Consigne donnée 1. Repérez chaque ligne des enregistrements contenant le mot « table » et recopiez-la, en respectant la casse.

Texte à lire.
↓↓↓

L'originalité est au rendez-vous,
aussi bien quant au choix narratif potentiellement riche
opéré par l'auteur que dans la forme fuyant
tout dialogue avec ses innombrables retours-à-la-ligne-tirets,
des phrases globalisantes, parfois tarabiscotées,
presque sans ponctuation dans leur espace propre. Le titre
de ce roman, "Redites", doit être pris littéralement.
Le narrateur redit un texte (un roman) qu'il a lu (ou écrit?)
à un auditeur passionné, insatiable, et qui
ne se prive ni de questions ni de commentaires. Mais le
narrateur est intransigeant, il ne veut pas s'écarter
du texte, refuse toute digression, tout commentaire qui
ne trouverait pas en lui sa source. Exercice fictif d'exégèse?
Non, car il faut sans cesse résumer le texte premier
et s'y tenir, quitte à sauter les descriptions lancinantes,
les détails inutiles, mais il n'est pas question
d'interpréter. C'est au lecteur de "Redites",
en somme, qu'est confiée cette tâche délicate,
s'il en a envie.
Entre les remarques et questions
de l'auditeur Paul (brièvement remplacé par
une certaine Janine) et les réponses ou les non-réponses
du narrateur intransigeant, rivé au texte, naît
un espace narratif insolite et souvent truculent. Quant
à nous autres, pauvres lecteurs, il n'est pas vraiment
facile de nous laisser prendre à une histoire qui
n'en pas vraiment une, que cela tienne à l'illisible
texte premier ou à la manière dont le narrateur
le restitue. Nous sommes en revanche sommés de nous
demander ce que raconter veut dire, et, par conséquent,
de nous interroger sur notre passion pour la littérature.
"Redites" s'offre comme une double énigme.
C'est pourquoi, à mon sens, "l'histoire"

↑↑↑

Extrait de données.
↓↓↓

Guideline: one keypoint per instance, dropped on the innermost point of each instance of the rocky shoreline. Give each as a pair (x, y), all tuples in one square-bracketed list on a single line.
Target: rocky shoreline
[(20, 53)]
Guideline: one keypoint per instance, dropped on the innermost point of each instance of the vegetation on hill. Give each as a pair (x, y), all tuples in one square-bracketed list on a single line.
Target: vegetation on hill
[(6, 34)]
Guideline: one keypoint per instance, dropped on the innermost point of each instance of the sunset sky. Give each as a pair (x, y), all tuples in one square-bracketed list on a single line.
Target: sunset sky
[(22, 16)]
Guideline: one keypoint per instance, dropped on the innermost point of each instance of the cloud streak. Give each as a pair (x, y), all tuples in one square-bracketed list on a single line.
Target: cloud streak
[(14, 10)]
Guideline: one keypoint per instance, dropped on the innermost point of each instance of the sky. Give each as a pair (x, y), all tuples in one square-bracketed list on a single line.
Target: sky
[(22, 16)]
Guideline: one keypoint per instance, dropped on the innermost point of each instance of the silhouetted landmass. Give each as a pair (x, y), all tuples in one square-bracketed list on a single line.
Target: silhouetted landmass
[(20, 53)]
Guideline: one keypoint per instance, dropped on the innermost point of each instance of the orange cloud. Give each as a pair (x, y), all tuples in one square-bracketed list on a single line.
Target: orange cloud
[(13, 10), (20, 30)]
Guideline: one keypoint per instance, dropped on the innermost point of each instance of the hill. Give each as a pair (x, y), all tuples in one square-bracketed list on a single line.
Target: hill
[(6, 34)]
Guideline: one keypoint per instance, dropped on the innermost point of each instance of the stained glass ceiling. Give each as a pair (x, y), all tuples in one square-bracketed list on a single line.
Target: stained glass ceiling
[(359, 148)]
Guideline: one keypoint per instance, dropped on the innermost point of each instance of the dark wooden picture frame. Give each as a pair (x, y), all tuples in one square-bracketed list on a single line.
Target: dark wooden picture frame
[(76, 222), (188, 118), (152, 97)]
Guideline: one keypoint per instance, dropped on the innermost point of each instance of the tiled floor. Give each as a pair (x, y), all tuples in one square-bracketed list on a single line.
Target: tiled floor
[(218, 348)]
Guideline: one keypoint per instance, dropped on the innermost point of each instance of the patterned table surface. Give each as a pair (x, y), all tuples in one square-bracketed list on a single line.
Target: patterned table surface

↑↑↑

Consigne donnée 2. Recopiez le passage de la critique du roman « Redites » qui débute aux mots « L'originalité est au » et s'achève après « Exercice fictif d'exégèse? », en y substituant « interlocuteur » à « auditeur ».

Réponse finale 1.
Guideline: one keypoint per instance, dropped on the innermost point of each instance of the patterned table surface. Give each as a pair (x, y), all tuples in one square-bracketed list on a single line.
Target: patterned table surface

Réponse finale 2.
L'originalité est au rendez-vous,
aussi bien quant au choix narratif potentiellement riche
opéré par l'auteur que dans la forme fuyant
tout dialogue avec ses innombrables retours-à-la-ligne-tirets,
des phrases globalisantes, parfois tarabiscotées,
presque sans ponctuation dans leur espace propre. Le titre
de ce roman, "Redites", doit être pris littéralement.
Le narrateur redit un texte (un roman) qu'il a lu (ou écrit?)
à un interlocuteur passionné, insatiable, et qui
ne se prive ni de questions ni de commentaires. Mais le
narrateur est intransigeant, il ne veut pas s'écarter
du texte, refuse toute digression, tout commentaire qui
ne trouverait pas en lui sa source. Exercice fictif d'exégèse?